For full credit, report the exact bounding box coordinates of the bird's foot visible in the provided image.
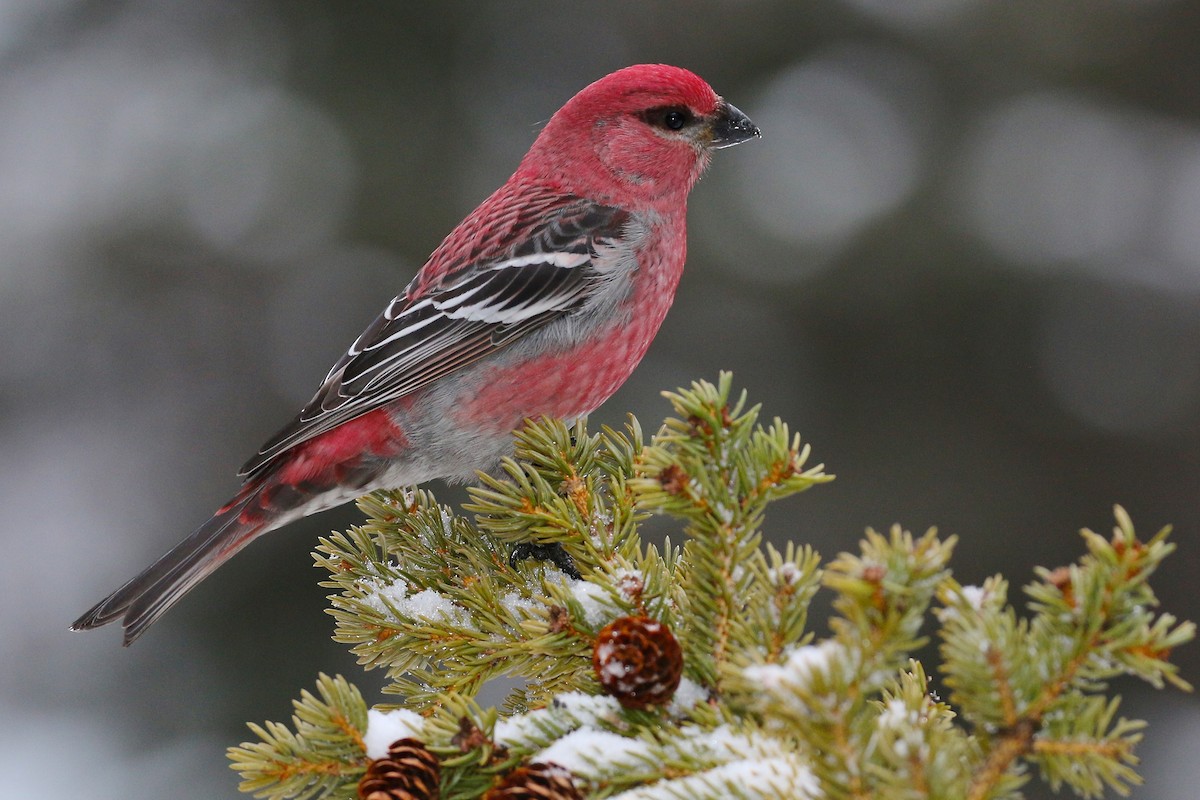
[509,542,582,581]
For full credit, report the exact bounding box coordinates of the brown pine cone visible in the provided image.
[359,739,442,800]
[592,616,683,709]
[484,764,583,800]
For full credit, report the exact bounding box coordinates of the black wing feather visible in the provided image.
[239,200,629,476]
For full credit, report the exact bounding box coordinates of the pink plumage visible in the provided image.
[72,65,758,644]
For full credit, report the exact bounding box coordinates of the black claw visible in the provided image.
[509,542,583,581]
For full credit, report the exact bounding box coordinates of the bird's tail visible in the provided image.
[71,481,294,646]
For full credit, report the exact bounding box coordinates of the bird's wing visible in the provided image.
[232,198,629,476]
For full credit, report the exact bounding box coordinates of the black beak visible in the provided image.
[712,100,762,150]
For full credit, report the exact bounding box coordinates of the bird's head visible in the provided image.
[518,64,761,204]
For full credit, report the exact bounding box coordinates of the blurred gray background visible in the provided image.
[0,0,1200,800]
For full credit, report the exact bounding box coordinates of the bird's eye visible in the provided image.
[646,106,694,131]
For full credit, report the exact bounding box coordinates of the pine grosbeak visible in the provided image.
[72,65,760,645]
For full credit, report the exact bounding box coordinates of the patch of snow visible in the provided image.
[667,678,708,716]
[570,581,611,627]
[362,709,425,758]
[529,727,646,777]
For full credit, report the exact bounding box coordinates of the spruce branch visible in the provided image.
[229,374,1195,800]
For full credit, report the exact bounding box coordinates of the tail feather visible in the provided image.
[71,491,267,646]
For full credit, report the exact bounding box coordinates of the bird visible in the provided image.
[71,64,761,646]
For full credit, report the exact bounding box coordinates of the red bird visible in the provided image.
[72,65,760,645]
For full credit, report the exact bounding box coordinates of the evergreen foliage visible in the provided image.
[230,374,1194,800]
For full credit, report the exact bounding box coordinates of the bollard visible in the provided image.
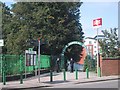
[63,69,66,81]
[20,71,23,84]
[86,68,89,78]
[75,69,78,80]
[98,67,101,77]
[20,55,23,84]
[50,70,53,82]
[3,71,6,85]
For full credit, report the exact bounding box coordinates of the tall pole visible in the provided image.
[97,28,99,73]
[38,39,40,83]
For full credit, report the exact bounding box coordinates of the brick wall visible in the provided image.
[100,59,120,76]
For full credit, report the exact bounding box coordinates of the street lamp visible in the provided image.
[38,38,40,83]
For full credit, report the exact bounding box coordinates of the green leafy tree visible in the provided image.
□ □ □ □ □
DIRECTIONS
Give the data from the line with "tail feather visible in the provided image." to the line with "[230,374,1194,800]" as a two-column CSV with the columns input and output. Use one row for each text and its answer, put every field in quotes, and replace line breaks with spaces.

ANSWER FOR THIS EXERCISE
input,output
"For full credit, report the exact bounding box coordinates of the tail feather visible in the provided image.","[71,491,267,646]"
"For full credit, report the exact bounding box coordinates of the bird visible in the provided image.","[71,64,761,646]"
"For full credit, report the exact bounding box coordinates of the red bird visible in the provided image.","[72,65,760,645]"
"For full credit, report the exact bounding box coordinates of the evergreen foliage visible in the provided image.","[230,374,1194,800]"